#### Directive:
Copy the records starting with the line that contains "point: jersey sleeve" and going on through the line that contains "column 515, row 196", substituting "band" for "stripe" and changing nothing else. Give only those lines.
--------
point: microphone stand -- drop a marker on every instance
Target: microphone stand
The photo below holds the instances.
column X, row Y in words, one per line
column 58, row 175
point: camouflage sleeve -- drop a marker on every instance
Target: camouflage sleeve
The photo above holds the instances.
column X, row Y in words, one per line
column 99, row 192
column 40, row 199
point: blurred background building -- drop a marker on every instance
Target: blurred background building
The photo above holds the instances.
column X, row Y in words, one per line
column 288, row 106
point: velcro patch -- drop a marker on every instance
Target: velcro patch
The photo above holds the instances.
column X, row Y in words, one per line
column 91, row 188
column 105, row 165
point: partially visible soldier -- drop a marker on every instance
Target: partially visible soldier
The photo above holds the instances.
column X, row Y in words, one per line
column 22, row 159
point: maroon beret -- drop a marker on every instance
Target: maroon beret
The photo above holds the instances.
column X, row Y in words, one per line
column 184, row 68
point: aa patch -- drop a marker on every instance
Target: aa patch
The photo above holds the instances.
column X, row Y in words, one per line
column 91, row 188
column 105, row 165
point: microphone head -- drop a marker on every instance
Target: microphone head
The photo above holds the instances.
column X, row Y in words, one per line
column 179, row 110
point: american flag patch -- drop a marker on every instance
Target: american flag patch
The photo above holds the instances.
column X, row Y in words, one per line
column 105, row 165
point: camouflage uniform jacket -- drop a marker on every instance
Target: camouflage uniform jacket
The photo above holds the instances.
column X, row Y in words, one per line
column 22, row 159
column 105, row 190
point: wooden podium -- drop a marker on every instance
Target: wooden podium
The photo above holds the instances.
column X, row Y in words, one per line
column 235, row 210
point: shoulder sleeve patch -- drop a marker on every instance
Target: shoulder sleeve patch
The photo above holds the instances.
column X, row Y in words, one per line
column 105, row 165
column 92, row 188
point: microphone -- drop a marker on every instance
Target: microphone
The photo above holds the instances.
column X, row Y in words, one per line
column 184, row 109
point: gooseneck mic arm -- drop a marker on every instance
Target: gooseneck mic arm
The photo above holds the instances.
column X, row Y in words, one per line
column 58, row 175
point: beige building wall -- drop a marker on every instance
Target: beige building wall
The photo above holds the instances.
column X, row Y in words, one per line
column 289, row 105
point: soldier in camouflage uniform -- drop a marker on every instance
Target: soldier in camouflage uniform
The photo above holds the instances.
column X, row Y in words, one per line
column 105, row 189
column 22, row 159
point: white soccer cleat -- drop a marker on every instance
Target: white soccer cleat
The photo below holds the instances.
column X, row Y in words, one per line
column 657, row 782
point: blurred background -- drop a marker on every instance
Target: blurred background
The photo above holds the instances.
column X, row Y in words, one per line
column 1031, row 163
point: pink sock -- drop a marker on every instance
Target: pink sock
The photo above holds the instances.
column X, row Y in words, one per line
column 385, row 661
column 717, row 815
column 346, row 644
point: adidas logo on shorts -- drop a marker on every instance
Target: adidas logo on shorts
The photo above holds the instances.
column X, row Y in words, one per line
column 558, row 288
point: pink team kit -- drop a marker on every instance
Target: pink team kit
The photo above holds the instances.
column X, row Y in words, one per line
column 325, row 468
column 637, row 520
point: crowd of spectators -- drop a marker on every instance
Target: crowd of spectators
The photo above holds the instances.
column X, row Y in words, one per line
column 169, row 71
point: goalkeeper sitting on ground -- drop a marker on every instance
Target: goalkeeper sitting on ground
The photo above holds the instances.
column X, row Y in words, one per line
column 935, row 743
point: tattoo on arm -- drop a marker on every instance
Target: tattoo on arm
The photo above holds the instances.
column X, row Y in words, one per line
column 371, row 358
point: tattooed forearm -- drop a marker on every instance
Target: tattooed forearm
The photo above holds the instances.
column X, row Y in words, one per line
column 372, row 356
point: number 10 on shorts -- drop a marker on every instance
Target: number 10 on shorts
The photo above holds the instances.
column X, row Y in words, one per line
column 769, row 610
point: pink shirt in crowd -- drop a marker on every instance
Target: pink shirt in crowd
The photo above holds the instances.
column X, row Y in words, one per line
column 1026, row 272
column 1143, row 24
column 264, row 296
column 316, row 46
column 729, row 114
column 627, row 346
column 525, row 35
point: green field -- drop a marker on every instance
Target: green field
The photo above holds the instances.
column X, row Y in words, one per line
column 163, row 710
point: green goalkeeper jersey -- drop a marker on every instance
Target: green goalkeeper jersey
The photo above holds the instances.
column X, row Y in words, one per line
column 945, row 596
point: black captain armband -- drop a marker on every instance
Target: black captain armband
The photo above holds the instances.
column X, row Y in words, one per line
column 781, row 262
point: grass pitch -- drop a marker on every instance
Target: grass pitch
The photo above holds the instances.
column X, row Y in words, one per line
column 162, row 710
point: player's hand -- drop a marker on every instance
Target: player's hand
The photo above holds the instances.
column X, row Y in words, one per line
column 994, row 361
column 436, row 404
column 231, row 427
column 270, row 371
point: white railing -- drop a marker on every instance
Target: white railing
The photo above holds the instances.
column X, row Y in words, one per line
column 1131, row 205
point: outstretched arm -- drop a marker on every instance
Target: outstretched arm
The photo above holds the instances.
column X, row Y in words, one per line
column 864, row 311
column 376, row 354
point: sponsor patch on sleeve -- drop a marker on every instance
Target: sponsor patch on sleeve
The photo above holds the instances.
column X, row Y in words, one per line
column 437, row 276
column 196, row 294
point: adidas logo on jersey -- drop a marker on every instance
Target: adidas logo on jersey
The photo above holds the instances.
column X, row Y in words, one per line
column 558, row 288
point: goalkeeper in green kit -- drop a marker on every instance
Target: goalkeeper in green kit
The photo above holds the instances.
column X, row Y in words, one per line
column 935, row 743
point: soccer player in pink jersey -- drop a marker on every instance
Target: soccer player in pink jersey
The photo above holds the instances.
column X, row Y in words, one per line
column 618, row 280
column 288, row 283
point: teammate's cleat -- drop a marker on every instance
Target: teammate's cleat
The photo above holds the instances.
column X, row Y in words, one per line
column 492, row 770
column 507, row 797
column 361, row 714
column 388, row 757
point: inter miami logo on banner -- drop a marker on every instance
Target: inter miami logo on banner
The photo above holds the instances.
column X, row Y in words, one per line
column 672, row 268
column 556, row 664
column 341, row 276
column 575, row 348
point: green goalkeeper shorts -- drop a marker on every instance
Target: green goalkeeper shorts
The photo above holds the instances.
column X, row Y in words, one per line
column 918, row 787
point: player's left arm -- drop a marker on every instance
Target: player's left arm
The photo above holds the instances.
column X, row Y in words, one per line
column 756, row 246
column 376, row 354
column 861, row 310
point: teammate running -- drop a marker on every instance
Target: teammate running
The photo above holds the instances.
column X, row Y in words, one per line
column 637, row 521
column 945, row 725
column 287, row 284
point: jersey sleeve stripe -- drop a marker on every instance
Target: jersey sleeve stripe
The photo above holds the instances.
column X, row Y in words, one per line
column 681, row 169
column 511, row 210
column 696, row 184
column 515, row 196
--------
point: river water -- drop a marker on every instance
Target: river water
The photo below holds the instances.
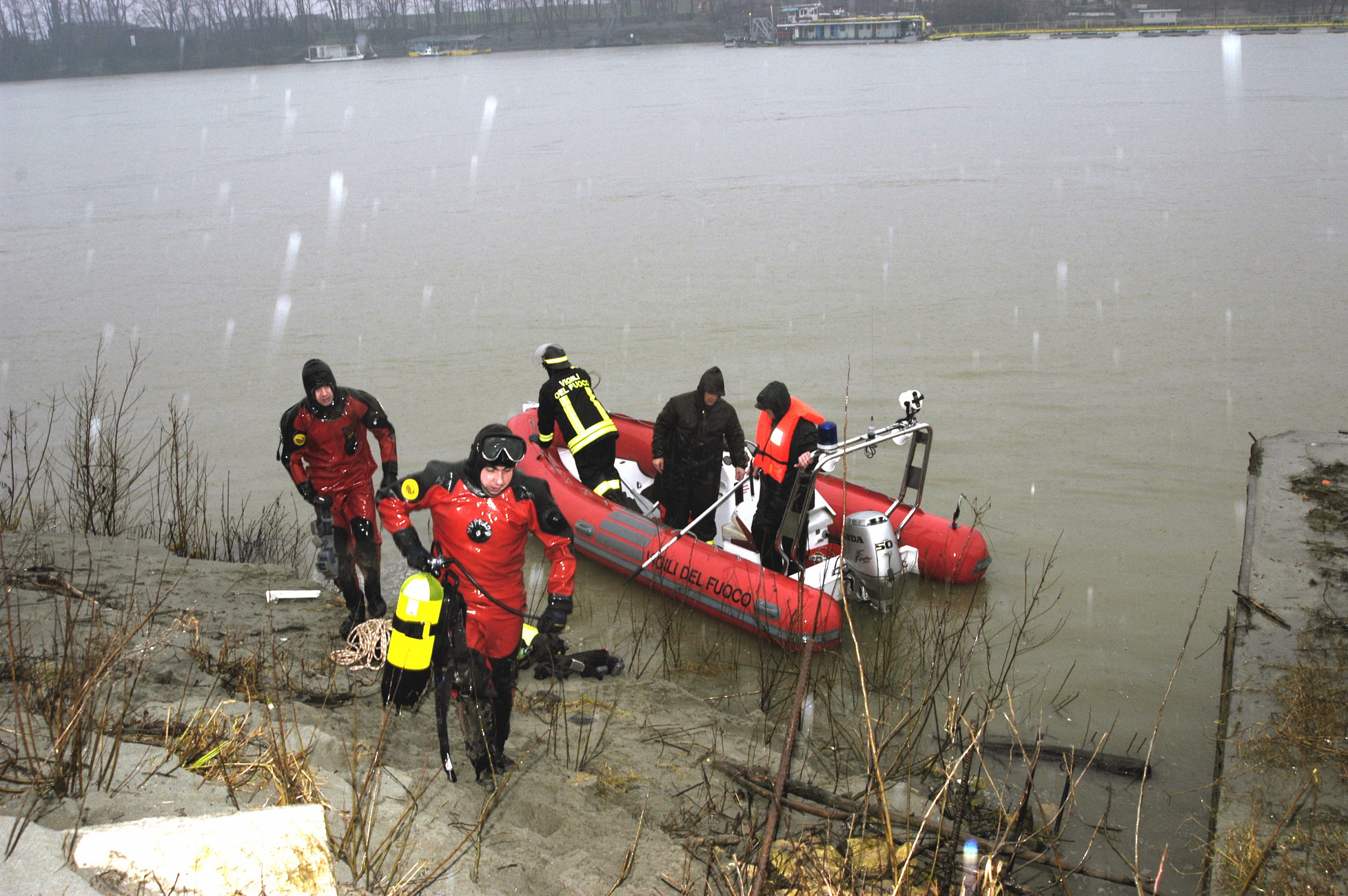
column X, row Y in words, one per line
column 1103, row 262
--------
#### Finished exercise:
point: jersey sleeve band -- drop a marker on every instance
Target: jersey sleeve band
The photo above holds the instances.
column X, row Y in words, one per line
column 681, row 169
column 511, row 210
column 696, row 184
column 515, row 196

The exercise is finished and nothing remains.